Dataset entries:
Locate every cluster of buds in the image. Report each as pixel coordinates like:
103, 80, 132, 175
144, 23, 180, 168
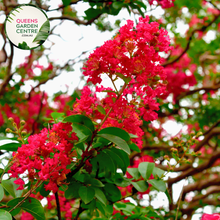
6, 117, 27, 143
164, 131, 203, 171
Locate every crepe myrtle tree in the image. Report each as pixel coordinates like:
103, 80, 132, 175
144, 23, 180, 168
0, 0, 220, 220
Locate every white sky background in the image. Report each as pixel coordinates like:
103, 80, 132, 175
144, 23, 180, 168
0, 0, 215, 219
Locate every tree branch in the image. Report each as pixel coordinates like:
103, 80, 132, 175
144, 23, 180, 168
190, 185, 220, 203
181, 197, 220, 215
0, 42, 14, 97
176, 84, 220, 102
168, 150, 220, 185
55, 192, 62, 220
162, 14, 220, 67
49, 13, 102, 25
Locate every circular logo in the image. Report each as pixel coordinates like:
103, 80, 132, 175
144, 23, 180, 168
5, 4, 50, 50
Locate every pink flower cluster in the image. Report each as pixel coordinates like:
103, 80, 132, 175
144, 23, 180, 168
149, 0, 175, 9
78, 17, 171, 147
163, 46, 197, 103
201, 213, 220, 220
8, 122, 78, 192
83, 17, 171, 86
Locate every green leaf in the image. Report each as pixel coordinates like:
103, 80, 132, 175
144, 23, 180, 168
96, 200, 106, 216
129, 133, 139, 138
93, 187, 107, 206
138, 162, 155, 180
85, 8, 102, 20
148, 179, 166, 192
0, 210, 12, 220
0, 168, 4, 177
92, 142, 102, 148
97, 105, 106, 115
79, 186, 95, 204
114, 201, 136, 215
152, 167, 165, 178
0, 142, 21, 151
97, 152, 116, 177
111, 148, 130, 168
89, 178, 105, 187
131, 180, 149, 192
112, 1, 124, 9
129, 2, 145, 17
33, 20, 50, 43
2, 179, 16, 198
64, 115, 95, 131
39, 182, 50, 197
135, 0, 147, 10
97, 134, 130, 154
65, 181, 81, 199
129, 143, 141, 153
0, 184, 4, 201
104, 183, 121, 202
88, 199, 96, 216
115, 72, 132, 84
95, 200, 113, 217
104, 149, 126, 173
98, 127, 130, 142
51, 112, 65, 122
113, 173, 131, 187
127, 168, 140, 180
7, 197, 45, 220
82, 174, 105, 187
62, 0, 71, 6
164, 189, 172, 204
71, 122, 92, 142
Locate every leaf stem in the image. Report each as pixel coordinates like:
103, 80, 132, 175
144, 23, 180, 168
109, 75, 119, 95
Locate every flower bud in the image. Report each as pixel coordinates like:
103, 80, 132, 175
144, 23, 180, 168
5, 128, 12, 133
196, 131, 203, 138
185, 159, 192, 164
21, 130, 27, 136
164, 155, 170, 161
190, 131, 195, 137
195, 151, 202, 156
20, 120, 26, 126
8, 117, 14, 123
173, 137, 178, 142
171, 147, 178, 153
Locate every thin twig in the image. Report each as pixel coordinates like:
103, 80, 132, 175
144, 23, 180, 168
9, 180, 43, 213
97, 83, 127, 131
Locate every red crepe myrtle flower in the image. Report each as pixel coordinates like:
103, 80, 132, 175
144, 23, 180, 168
149, 0, 175, 8
8, 122, 78, 193
201, 213, 220, 220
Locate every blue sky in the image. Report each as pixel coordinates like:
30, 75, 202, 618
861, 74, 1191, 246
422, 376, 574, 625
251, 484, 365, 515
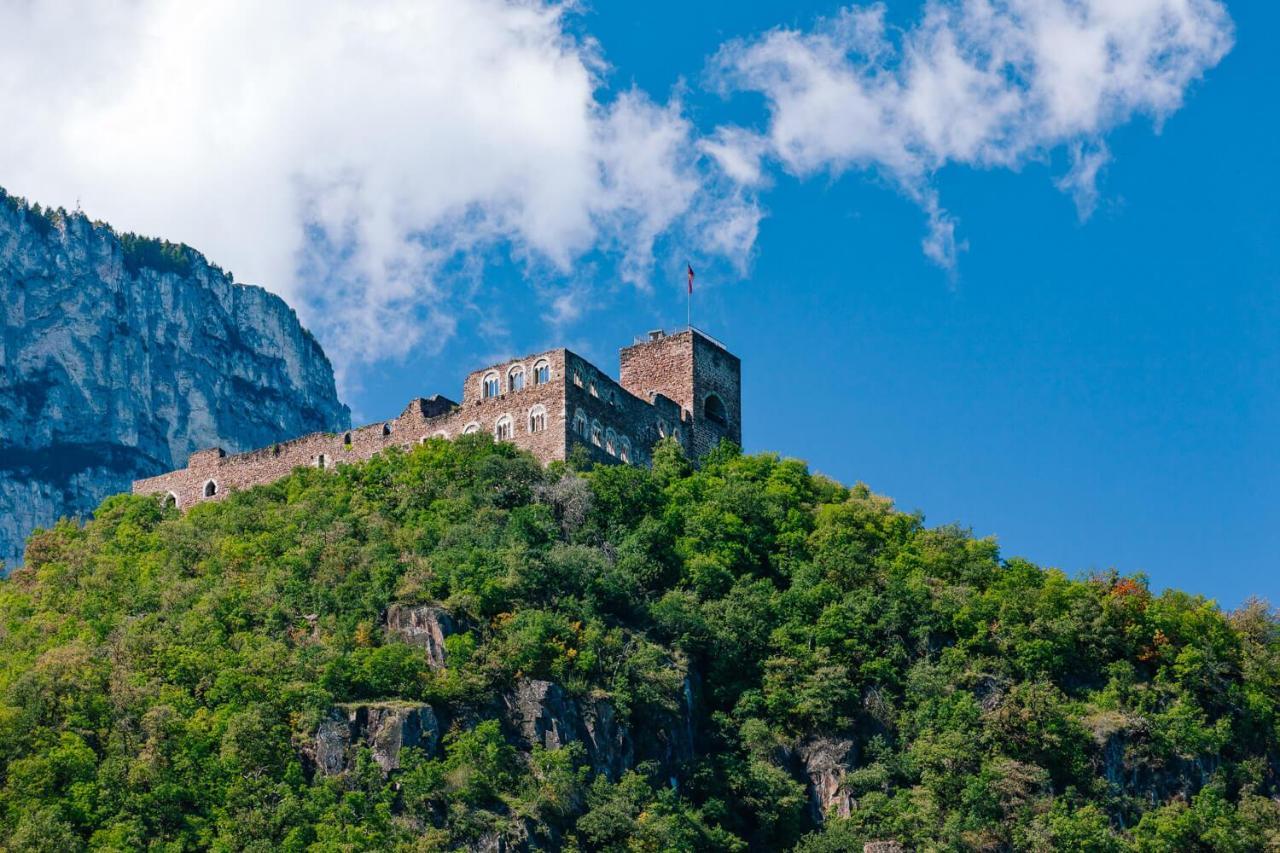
354, 0, 1277, 608
3, 1, 1273, 607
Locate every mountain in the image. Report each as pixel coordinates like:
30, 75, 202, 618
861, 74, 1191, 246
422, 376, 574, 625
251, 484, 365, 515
0, 190, 350, 569
1, 437, 1276, 851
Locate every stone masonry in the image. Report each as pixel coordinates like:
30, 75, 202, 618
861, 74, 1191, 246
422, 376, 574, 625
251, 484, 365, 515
133, 328, 741, 510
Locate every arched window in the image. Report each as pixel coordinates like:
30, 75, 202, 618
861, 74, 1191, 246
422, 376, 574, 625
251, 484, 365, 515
588, 378, 599, 398
508, 365, 525, 392
528, 405, 547, 433
590, 419, 603, 447
463, 422, 480, 435
703, 393, 728, 426
572, 368, 583, 388
495, 415, 513, 441
604, 428, 617, 456
382, 423, 392, 437
164, 492, 179, 510
655, 419, 667, 439
619, 437, 631, 464
482, 371, 500, 399
433, 430, 449, 439
573, 408, 588, 438
203, 480, 217, 498
533, 360, 550, 385
342, 432, 352, 445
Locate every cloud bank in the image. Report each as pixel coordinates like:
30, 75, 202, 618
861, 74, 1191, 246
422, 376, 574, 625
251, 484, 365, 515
0, 0, 756, 375
710, 0, 1234, 267
0, 0, 1233, 379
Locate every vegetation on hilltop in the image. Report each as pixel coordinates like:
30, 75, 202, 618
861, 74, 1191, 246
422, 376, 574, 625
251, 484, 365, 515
1, 186, 229, 280
1, 436, 1277, 851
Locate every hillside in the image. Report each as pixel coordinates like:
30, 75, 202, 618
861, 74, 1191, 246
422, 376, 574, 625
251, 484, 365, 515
1, 437, 1277, 851
0, 188, 350, 571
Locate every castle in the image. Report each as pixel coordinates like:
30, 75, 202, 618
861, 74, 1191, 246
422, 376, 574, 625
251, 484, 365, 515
133, 328, 741, 508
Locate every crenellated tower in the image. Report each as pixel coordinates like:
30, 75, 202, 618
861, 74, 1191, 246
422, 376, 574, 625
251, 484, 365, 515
619, 328, 741, 460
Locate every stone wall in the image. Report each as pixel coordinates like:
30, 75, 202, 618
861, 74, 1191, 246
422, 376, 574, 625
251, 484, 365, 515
620, 328, 741, 459
134, 332, 740, 509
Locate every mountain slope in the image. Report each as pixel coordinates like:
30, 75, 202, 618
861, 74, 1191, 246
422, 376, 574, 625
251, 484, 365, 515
0, 190, 350, 569
1, 437, 1276, 851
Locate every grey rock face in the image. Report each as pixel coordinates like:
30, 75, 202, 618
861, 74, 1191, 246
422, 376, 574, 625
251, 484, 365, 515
311, 702, 440, 776
796, 735, 858, 823
503, 678, 634, 781
0, 192, 350, 568
386, 603, 454, 670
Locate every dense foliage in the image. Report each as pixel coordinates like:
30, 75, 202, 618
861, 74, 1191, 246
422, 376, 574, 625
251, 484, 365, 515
1, 436, 1277, 851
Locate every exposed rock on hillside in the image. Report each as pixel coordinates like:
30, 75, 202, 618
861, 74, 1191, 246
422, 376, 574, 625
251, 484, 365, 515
310, 702, 440, 776
502, 679, 634, 782
794, 735, 858, 823
386, 603, 455, 670
0, 191, 349, 568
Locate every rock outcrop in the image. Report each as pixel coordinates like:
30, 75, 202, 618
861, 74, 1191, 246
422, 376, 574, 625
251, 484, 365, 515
502, 679, 634, 781
386, 603, 454, 670
794, 735, 858, 823
311, 702, 439, 776
0, 191, 350, 569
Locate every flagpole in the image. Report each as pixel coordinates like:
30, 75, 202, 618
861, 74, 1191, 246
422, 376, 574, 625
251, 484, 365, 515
686, 262, 693, 330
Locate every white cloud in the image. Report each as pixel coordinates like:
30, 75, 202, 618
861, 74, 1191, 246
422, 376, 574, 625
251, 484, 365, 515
711, 0, 1234, 267
0, 0, 757, 378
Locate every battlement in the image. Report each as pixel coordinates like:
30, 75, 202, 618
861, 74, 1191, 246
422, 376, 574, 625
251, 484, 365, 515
134, 330, 741, 510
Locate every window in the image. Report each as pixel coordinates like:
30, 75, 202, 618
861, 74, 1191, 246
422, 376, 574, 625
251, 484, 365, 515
483, 372, 500, 399
495, 415, 513, 440
316, 454, 327, 469
382, 423, 393, 437
463, 422, 480, 435
588, 379, 598, 398
656, 419, 667, 439
433, 430, 449, 439
203, 480, 217, 498
572, 368, 583, 388
528, 405, 547, 433
343, 432, 352, 445
605, 428, 617, 456
573, 409, 588, 438
533, 360, 550, 385
619, 437, 631, 463
704, 393, 728, 426
591, 419, 603, 447
164, 492, 178, 510
509, 365, 525, 392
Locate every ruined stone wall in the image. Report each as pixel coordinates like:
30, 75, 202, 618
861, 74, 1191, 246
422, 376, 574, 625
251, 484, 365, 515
620, 329, 741, 459
563, 351, 685, 466
133, 348, 575, 508
688, 332, 742, 459
620, 331, 695, 419
135, 333, 740, 510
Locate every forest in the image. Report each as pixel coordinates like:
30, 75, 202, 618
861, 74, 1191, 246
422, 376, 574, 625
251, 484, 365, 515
1, 435, 1276, 851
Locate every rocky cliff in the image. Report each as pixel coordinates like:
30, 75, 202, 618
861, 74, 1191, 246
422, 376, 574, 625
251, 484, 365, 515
0, 190, 350, 568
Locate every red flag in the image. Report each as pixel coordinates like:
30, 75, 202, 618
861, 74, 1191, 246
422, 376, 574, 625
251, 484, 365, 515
687, 263, 695, 294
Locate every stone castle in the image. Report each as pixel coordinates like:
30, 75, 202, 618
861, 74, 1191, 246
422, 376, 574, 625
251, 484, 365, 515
133, 328, 741, 508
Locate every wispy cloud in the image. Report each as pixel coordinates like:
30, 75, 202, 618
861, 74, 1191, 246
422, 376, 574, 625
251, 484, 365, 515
710, 0, 1234, 267
0, 0, 756, 381
0, 0, 1234, 385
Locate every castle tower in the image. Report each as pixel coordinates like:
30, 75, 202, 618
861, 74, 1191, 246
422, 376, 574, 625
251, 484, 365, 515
619, 329, 741, 460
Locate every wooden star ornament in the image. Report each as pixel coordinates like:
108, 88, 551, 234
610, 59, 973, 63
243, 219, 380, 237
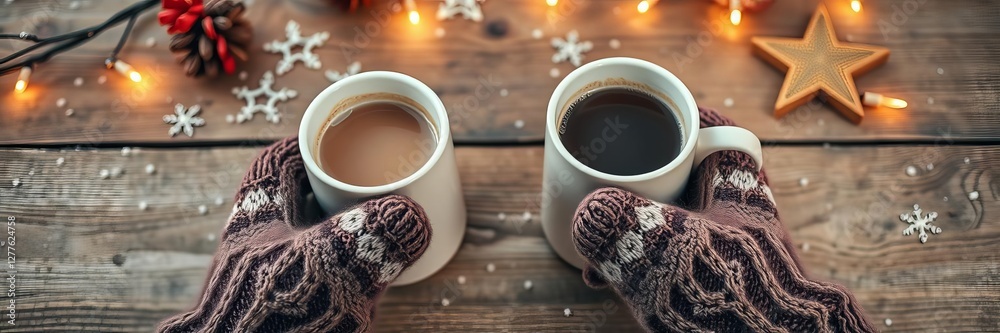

WHAT YOU ARE ASKED TO DO: Please report every line in the entries above that holds the string "flower".

ANSWER TO THIS EXERCISE:
Locate every pink flower cluster in the image. Report each as pixel coordinates like:
Locate every flower bud in the image. Report each as pixel coordinates like:
Locate every red crepe myrtle flower in the image. Report each as pixel coordinates like:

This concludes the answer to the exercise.